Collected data
——
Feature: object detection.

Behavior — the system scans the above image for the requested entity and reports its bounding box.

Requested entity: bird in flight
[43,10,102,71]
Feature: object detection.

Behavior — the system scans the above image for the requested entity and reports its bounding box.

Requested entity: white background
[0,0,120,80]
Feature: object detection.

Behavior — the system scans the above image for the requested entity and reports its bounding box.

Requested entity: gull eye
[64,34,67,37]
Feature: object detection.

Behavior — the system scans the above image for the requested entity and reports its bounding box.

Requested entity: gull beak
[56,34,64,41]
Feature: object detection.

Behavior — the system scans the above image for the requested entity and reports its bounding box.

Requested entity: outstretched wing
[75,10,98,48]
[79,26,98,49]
——
**What the exercise asks**
Copy all of the items above word for word.

**Solved exercise**
Feature: object detection.

Behavior — the system scans the above image for the requested entity and reports its bounding box.

Requested entity: bird in flight
[43,10,102,71]
Feature: object detection.

Behavior — the system scans the above image for the requested entity and reports its bounding box.

Requested entity: white background
[0,0,120,80]
Feature: object detection.

Behavior — the system scans the above image for the requested entity and reports its bounding box.

Requested entity: gull eye
[64,34,67,37]
Feature: object detection.

Behavior — the system scans the above image for the requested entity and reports its bounding box.

Requested entity: gull beak
[56,34,64,41]
Feature: object detection.

Behavior — the system scans the above image for the requested entity and reports its bounding box.

Requested entity: outstretched wing
[75,10,98,48]
[79,26,98,49]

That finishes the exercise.